### WHAT THE TASK ASKS:
Update the entries below by replacing every "Pixel coords" with "Pixel coordinates" and leaving all else unchanged.
***** RECORDS FOR THIS EXERCISE *****
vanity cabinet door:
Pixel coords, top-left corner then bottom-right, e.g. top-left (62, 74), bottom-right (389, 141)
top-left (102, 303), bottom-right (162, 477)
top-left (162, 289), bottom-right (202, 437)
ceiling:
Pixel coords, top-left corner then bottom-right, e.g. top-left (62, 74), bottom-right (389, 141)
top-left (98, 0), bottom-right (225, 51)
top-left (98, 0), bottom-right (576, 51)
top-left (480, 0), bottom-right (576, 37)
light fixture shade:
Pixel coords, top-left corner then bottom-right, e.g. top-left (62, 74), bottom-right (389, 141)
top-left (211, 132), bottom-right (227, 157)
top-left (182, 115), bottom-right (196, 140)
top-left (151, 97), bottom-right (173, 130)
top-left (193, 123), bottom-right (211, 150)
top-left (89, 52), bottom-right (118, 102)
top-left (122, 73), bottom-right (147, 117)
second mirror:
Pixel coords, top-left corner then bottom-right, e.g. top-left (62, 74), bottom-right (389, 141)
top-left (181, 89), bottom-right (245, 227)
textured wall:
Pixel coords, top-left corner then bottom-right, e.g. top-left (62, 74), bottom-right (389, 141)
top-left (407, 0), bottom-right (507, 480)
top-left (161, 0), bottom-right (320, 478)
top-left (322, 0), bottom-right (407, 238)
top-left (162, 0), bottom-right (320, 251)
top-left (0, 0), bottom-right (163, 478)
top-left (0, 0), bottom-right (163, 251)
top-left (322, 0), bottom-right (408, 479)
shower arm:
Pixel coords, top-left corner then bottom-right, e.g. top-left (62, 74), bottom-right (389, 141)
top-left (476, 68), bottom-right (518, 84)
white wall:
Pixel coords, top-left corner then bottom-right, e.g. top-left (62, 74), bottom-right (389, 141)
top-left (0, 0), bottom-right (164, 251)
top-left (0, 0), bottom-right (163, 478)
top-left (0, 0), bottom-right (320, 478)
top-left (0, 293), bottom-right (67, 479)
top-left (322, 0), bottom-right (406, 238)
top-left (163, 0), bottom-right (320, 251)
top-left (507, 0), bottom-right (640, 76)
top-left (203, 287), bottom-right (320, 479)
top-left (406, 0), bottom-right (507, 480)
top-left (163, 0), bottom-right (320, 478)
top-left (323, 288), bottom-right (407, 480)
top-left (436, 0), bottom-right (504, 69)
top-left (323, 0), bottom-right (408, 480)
*****
### RESULT:
vanity cabinet door:
Pixel coordinates, top-left corner then bottom-right, e.g. top-left (62, 74), bottom-right (389, 141)
top-left (102, 303), bottom-right (162, 477)
top-left (162, 289), bottom-right (202, 437)
ceiling:
Pixel coordinates, top-left corner then bottom-right, e.g. top-left (62, 74), bottom-right (389, 141)
top-left (98, 0), bottom-right (225, 51)
top-left (98, 0), bottom-right (576, 51)
top-left (480, 0), bottom-right (576, 37)
light fixture shade:
Pixel coordinates, top-left corner then bottom-right, e.g. top-left (62, 74), bottom-right (389, 141)
top-left (211, 132), bottom-right (227, 157)
top-left (182, 115), bottom-right (196, 140)
top-left (151, 97), bottom-right (173, 130)
top-left (193, 123), bottom-right (211, 150)
top-left (89, 52), bottom-right (118, 102)
top-left (122, 73), bottom-right (147, 117)
second mirror:
Pixel coordinates, top-left corner then bottom-right, e.g. top-left (62, 74), bottom-right (389, 141)
top-left (181, 89), bottom-right (245, 227)
textured wall:
Pixel coordinates, top-left corner then bottom-right, e.g. top-left (62, 74), bottom-right (389, 141)
top-left (407, 0), bottom-right (507, 480)
top-left (161, 0), bottom-right (320, 478)
top-left (322, 0), bottom-right (407, 238)
top-left (162, 0), bottom-right (320, 251)
top-left (0, 0), bottom-right (163, 478)
top-left (0, 0), bottom-right (163, 251)
top-left (322, 0), bottom-right (408, 479)
shower arm:
Pixel coordinates, top-left corner then bottom-right, e.g. top-left (62, 74), bottom-right (389, 141)
top-left (476, 68), bottom-right (518, 84)
white wall:
Pixel coordinates, top-left corner then bottom-right, e.g. top-left (62, 74), bottom-right (389, 141)
top-left (0, 0), bottom-right (164, 251)
top-left (0, 0), bottom-right (163, 478)
top-left (0, 0), bottom-right (320, 478)
top-left (0, 293), bottom-right (67, 479)
top-left (322, 0), bottom-right (406, 238)
top-left (163, 0), bottom-right (320, 251)
top-left (507, 0), bottom-right (640, 76)
top-left (203, 287), bottom-right (320, 479)
top-left (406, 0), bottom-right (507, 480)
top-left (163, 0), bottom-right (320, 478)
top-left (323, 288), bottom-right (407, 480)
top-left (436, 0), bottom-right (504, 69)
top-left (323, 0), bottom-right (408, 480)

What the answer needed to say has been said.